* [Request A]:
Condense the paragraph of the letter to Paysafe Limited that begins "We have acted as special counsel" into one shorter sentence, keeping its main facts.

* [Text block]:

Form: F-3

Registration statement for specified transactions by certain foreign private issuers

March 28, 2022

Exhibit 5.1

 

 

28 March 2022 Our Ref: JKF/12325-04

 

Paysafe Limited

level 27, 25 Canada Square,

Canary Wharf,

London E14 5LQ

United Kingdom

 

Dear Sirs

 

Paysafe Limited (the “Company”)

 

We have acted as special counsel in Bermuda to the Company in connection with the preparation and filing by the Company of a registration statement on Form F-3 to be filed by the Company with the Securities and Exchange Commission (“SEC”) under the Securities Act of 1933, as amended (the “Securities Act”) on 28 March 2022 (the “F-3 Registration Statement”).

On May 19, 2021 the Company filed an F-1 Registration Statement (the “F-1 Registration Statement”) related to the issue of

(i)
up to an aggregate of 48,900,825 common shares, par value $0.001 per share, of the Company (the “Common Shares”) that may be issued upon the exercise of 48,900,825 warrants (the “Public Warrants”) originally issued in connection with the initial public offering of Foley Trasimene Acquisition Corp. II (“FTAC”);
(ii)

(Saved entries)
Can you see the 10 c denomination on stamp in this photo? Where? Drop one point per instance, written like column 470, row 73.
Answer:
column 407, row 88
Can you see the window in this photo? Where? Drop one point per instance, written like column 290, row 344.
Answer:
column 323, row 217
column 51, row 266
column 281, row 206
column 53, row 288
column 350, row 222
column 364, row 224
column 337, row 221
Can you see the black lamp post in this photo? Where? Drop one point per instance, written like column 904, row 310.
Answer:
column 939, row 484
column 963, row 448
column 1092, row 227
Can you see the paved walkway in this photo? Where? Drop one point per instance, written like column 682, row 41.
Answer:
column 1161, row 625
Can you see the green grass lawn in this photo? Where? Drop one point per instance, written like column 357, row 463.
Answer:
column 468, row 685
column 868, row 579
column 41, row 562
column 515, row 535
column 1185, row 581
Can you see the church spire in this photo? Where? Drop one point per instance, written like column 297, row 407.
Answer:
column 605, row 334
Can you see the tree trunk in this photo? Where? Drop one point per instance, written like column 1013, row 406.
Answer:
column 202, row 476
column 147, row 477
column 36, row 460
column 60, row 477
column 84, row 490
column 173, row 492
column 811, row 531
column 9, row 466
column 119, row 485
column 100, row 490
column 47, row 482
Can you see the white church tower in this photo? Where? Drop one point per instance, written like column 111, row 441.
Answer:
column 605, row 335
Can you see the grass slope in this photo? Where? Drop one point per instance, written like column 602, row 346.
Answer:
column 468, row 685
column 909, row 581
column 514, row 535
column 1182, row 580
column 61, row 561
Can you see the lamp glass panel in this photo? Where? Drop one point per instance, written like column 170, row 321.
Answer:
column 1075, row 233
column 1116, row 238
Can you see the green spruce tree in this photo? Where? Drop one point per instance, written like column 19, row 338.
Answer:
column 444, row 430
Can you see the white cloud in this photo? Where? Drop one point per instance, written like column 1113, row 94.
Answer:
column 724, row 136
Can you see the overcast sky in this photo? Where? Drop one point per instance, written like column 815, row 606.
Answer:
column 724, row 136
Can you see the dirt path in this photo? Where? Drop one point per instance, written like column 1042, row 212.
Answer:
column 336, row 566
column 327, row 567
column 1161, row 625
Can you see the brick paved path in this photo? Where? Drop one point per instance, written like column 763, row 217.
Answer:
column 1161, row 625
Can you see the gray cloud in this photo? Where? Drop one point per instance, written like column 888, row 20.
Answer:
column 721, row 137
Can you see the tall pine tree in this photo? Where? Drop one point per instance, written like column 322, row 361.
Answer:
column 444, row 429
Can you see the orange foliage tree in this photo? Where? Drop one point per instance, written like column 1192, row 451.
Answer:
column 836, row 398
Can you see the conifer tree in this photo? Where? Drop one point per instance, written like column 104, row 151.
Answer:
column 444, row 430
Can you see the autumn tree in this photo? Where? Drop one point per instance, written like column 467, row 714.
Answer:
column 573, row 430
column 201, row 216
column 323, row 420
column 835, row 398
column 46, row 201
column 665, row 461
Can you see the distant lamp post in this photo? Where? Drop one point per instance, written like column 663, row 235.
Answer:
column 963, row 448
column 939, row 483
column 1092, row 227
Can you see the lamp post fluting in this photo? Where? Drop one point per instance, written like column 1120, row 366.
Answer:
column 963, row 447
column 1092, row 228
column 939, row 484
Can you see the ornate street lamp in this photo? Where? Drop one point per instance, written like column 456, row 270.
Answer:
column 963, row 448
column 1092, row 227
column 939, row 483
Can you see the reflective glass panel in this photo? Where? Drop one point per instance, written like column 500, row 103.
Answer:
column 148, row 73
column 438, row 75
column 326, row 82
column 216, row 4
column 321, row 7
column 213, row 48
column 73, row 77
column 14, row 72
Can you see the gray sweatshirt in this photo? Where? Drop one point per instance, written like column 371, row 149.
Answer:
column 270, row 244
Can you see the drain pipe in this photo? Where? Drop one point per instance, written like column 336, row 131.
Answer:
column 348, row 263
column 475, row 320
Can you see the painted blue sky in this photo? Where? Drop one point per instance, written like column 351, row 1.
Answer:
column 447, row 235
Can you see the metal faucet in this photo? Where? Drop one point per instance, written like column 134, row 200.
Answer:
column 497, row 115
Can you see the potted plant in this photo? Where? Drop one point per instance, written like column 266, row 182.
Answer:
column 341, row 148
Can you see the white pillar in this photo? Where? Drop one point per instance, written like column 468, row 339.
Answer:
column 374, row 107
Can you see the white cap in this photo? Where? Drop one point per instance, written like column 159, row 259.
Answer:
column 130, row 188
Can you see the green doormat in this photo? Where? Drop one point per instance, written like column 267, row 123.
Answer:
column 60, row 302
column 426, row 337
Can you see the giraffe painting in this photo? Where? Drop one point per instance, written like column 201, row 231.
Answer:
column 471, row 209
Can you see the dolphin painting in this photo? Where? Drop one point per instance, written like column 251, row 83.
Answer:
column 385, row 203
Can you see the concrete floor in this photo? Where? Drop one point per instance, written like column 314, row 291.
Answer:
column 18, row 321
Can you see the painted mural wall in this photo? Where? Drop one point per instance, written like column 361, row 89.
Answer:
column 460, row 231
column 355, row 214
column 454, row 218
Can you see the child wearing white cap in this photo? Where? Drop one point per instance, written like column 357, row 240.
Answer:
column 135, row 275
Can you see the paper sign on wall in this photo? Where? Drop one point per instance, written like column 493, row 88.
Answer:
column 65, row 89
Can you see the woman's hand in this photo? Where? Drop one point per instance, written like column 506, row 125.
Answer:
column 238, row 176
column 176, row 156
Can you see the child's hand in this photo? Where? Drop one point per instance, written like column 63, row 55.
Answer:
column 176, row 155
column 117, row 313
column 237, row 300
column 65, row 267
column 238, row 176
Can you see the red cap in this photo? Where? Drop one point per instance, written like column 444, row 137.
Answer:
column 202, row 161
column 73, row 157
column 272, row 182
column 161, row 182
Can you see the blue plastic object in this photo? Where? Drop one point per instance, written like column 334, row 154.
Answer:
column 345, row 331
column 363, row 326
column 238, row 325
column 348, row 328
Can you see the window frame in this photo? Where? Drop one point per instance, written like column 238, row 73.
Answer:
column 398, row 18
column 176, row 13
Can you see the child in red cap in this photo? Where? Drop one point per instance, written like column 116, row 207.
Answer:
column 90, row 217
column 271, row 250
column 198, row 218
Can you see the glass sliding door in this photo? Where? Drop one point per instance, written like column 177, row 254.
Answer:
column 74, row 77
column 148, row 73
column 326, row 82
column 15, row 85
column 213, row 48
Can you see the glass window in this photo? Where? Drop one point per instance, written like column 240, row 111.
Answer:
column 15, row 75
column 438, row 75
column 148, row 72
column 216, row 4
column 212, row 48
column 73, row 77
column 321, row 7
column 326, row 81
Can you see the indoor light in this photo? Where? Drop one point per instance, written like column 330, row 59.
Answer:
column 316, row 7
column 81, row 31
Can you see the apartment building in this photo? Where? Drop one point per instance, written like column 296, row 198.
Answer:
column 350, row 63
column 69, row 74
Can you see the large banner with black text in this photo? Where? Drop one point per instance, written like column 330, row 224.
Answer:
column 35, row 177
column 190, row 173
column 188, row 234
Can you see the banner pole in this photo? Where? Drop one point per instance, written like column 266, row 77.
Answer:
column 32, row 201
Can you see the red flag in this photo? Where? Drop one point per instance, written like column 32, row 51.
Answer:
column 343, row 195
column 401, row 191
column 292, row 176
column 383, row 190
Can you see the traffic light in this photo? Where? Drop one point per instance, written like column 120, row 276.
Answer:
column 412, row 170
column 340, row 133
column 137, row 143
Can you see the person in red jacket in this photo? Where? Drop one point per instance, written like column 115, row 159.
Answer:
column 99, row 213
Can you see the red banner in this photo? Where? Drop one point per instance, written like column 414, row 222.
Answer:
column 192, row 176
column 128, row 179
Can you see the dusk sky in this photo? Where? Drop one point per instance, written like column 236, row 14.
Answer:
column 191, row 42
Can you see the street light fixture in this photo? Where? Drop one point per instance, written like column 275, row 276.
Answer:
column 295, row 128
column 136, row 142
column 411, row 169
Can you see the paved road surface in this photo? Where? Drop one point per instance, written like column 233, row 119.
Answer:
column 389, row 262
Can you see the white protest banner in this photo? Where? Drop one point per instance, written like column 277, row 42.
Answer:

* [Request B]:
Repeat the saved entries from the line containing "Can you see the dusk" through the final line of the saved entries, inclusive.

* [Worked solution A]:
We acted as special Bermuda counsel to Paysafe Limited on its preparation and filing of a Form F-3 registration statement with the SEC under the Securities Act of 1933, as amended, on 28 March 2022.

* [Worked solution B]:
Can you see the dusk sky in this photo? Where? Drop one point per instance, written like column 236, row 14.
Answer:
column 191, row 42
Can you see the street light fixture in this photo? Where? Drop one point per instance, written like column 275, row 276.
Answer:
column 295, row 128
column 136, row 142
column 411, row 169
Can you see the paved road surface in this photo? Where? Drop one point per instance, written like column 233, row 119.
Answer:
column 389, row 262
Can you see the white protest banner in this photo? Where? Drop one point per instance, written like column 277, row 42.
Answer:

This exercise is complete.